• _Problem requirements_: List every line in the data below that contains the word "stone", copying each such line in full.

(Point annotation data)
>>

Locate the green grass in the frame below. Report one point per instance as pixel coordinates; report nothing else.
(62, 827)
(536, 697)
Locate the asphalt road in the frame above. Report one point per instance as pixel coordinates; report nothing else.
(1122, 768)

<<
>>

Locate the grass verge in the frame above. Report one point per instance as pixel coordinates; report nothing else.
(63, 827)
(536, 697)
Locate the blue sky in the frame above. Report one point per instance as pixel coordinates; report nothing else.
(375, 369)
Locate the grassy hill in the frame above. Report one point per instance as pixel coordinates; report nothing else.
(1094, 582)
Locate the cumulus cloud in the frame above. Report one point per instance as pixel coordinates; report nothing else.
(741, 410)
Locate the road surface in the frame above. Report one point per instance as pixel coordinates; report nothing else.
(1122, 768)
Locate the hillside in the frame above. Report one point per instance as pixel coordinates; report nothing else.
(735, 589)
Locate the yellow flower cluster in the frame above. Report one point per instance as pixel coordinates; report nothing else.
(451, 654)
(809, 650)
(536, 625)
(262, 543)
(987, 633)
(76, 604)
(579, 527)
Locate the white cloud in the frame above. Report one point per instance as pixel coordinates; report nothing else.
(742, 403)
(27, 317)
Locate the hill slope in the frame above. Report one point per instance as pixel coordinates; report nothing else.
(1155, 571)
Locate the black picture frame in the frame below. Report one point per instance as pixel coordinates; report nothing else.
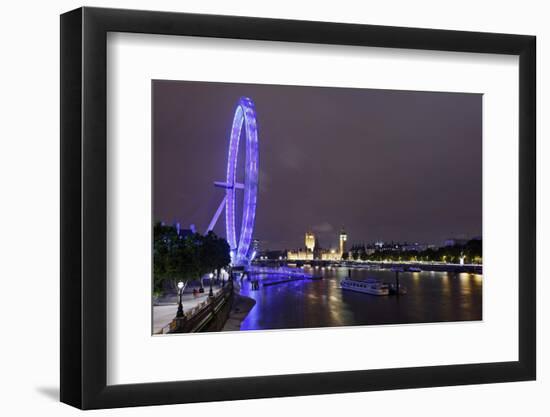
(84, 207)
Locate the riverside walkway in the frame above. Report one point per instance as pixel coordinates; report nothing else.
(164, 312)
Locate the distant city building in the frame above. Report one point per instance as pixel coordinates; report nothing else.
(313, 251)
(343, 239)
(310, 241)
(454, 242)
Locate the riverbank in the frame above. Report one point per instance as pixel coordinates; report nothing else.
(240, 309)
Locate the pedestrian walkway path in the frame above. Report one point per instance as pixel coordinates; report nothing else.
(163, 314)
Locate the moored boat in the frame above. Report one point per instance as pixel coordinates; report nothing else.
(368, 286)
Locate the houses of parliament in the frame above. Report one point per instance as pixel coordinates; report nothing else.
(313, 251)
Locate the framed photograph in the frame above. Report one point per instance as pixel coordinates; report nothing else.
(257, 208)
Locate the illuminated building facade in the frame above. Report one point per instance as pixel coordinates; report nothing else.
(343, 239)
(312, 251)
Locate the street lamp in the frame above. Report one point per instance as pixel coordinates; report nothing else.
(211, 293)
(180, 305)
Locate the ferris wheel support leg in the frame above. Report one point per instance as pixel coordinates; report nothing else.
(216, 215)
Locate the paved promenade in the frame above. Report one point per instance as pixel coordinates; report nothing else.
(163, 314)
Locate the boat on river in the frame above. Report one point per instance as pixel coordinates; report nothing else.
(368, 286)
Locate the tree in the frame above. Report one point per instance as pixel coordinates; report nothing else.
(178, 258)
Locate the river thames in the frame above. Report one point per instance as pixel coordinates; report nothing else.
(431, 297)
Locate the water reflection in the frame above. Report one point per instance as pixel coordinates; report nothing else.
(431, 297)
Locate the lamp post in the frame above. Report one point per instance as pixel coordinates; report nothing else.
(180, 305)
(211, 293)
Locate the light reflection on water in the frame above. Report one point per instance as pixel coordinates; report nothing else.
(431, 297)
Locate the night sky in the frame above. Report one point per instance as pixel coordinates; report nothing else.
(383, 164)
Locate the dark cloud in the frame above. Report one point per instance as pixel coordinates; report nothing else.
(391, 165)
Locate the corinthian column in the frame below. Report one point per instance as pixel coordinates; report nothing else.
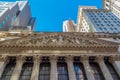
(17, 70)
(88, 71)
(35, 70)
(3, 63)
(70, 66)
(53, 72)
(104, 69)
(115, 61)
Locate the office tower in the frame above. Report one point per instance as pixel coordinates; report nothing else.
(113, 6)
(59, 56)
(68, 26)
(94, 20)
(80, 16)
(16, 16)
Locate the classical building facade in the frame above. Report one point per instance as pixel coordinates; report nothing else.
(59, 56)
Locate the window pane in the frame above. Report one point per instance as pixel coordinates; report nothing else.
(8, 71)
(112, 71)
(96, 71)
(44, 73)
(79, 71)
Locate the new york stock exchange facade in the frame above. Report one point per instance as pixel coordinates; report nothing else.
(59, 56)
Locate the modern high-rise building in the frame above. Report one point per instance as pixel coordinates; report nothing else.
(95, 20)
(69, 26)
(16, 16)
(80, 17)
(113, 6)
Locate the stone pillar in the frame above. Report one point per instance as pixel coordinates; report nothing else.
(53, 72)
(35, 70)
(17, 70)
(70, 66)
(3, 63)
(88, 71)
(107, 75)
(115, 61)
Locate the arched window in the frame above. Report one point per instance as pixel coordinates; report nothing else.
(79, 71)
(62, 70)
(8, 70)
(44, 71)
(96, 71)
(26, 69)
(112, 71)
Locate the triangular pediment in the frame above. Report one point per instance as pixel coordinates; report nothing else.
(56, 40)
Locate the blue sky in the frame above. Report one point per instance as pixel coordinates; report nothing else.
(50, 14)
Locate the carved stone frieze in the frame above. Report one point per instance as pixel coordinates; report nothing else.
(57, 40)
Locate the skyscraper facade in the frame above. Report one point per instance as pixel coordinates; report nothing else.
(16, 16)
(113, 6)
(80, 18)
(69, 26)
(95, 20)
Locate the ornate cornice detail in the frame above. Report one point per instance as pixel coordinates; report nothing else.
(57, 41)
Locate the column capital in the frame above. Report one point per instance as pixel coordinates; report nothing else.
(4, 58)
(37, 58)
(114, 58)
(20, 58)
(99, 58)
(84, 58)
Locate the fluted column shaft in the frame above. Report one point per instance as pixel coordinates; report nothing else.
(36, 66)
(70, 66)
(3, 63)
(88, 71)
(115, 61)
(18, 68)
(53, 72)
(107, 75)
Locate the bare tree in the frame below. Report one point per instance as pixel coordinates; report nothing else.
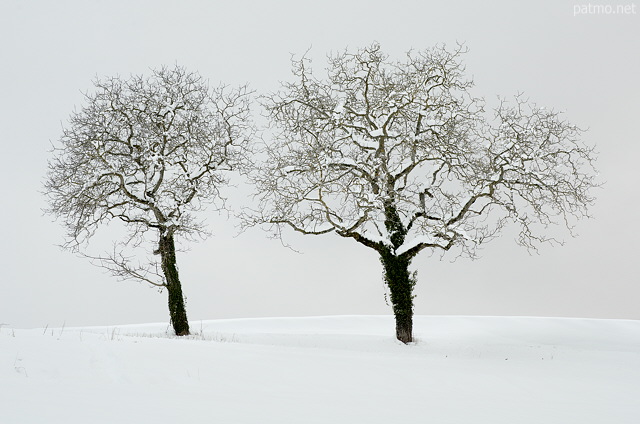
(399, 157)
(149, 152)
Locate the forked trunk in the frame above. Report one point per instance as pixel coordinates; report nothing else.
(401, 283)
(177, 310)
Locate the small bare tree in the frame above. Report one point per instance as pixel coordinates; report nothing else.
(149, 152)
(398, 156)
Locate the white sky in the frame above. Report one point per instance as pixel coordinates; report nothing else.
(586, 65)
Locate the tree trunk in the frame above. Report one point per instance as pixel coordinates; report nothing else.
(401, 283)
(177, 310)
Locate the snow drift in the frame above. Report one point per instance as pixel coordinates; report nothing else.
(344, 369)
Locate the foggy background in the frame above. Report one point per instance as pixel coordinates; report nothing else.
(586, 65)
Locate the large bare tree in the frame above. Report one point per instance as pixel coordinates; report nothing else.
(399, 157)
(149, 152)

<<
>>

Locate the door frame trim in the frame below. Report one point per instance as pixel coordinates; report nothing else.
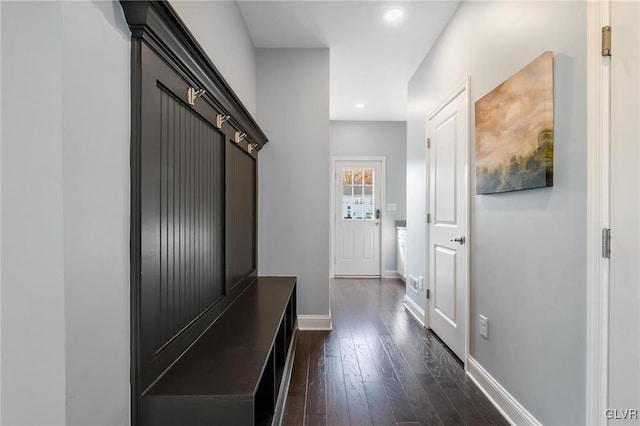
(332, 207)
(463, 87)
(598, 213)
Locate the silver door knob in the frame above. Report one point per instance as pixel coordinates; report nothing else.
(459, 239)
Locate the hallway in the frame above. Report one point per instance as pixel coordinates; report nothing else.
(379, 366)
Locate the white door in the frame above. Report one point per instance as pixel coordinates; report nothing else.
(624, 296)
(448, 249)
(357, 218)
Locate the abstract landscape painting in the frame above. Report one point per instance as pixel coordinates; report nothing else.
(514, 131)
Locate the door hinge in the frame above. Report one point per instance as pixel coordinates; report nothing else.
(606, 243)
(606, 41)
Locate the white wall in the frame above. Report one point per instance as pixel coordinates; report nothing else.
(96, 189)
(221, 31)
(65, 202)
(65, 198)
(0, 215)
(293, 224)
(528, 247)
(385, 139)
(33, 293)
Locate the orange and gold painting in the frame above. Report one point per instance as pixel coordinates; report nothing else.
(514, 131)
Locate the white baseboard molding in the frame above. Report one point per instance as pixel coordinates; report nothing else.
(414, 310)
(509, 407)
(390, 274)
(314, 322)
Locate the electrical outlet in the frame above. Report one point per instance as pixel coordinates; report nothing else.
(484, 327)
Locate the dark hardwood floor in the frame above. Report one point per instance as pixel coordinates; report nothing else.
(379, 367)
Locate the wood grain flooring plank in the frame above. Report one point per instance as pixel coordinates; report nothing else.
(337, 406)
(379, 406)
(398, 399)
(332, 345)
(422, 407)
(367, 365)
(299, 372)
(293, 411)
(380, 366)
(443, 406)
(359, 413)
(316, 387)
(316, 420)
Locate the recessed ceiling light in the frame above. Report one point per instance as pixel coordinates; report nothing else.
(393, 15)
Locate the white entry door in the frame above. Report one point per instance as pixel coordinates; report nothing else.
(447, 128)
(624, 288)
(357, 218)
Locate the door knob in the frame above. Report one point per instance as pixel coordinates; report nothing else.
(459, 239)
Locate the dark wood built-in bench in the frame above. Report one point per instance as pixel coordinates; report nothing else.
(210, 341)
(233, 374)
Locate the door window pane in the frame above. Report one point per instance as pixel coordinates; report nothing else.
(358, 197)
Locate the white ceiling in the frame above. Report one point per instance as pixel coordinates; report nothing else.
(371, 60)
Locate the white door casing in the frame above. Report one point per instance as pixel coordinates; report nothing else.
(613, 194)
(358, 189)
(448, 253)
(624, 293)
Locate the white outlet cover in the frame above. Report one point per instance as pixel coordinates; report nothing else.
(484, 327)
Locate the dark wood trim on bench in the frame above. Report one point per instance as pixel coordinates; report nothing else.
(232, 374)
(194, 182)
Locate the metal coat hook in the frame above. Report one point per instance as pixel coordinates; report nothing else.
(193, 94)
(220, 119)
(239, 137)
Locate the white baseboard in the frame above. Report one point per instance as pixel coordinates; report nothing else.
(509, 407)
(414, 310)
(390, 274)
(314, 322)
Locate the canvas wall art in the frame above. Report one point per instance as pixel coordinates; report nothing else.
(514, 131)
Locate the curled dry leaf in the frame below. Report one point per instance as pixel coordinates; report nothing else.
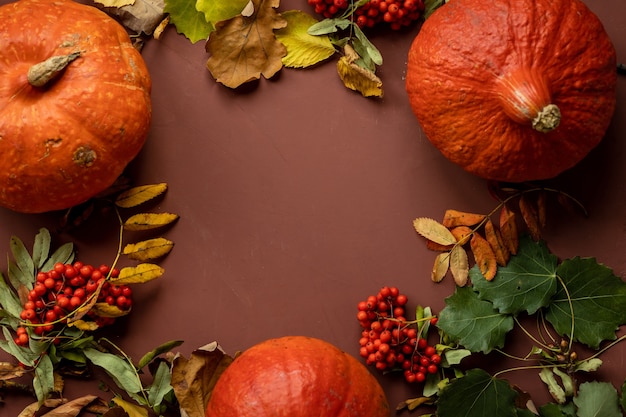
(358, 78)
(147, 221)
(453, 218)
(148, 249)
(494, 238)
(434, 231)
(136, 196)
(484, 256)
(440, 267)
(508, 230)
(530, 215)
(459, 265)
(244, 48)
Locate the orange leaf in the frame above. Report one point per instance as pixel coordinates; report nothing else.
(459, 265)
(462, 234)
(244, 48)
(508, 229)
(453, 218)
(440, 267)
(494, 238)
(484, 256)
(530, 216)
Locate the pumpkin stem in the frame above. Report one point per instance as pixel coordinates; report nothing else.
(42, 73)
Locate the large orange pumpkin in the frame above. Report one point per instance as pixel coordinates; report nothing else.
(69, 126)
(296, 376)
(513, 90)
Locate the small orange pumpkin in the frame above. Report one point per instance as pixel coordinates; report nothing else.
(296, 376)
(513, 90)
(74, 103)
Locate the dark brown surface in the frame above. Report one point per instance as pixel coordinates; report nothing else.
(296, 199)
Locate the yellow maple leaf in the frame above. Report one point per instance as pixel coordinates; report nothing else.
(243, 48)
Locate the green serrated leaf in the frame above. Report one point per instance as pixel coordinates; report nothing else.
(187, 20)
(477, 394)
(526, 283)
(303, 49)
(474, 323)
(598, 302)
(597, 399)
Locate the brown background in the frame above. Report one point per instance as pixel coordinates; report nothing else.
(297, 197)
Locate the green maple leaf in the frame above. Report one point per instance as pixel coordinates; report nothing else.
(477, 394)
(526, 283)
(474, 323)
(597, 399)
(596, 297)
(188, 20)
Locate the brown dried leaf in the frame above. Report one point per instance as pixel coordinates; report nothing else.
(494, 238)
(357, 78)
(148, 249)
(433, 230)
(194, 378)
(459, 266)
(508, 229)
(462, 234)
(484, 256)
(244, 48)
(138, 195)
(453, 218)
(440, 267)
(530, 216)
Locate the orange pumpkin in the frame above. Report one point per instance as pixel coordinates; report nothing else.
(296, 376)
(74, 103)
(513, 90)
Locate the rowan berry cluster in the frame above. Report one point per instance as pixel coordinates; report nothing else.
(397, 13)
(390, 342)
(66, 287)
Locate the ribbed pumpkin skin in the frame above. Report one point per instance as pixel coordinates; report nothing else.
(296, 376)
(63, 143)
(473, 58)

<<

• _Finished answer_:
Locate the stone pillar in the frame above. Report one point per instance as pixel coordinates; report nothing else.
Locate the carved stone frieze in the frame above. Report one point per instance as pixel coordinates; report nothing else.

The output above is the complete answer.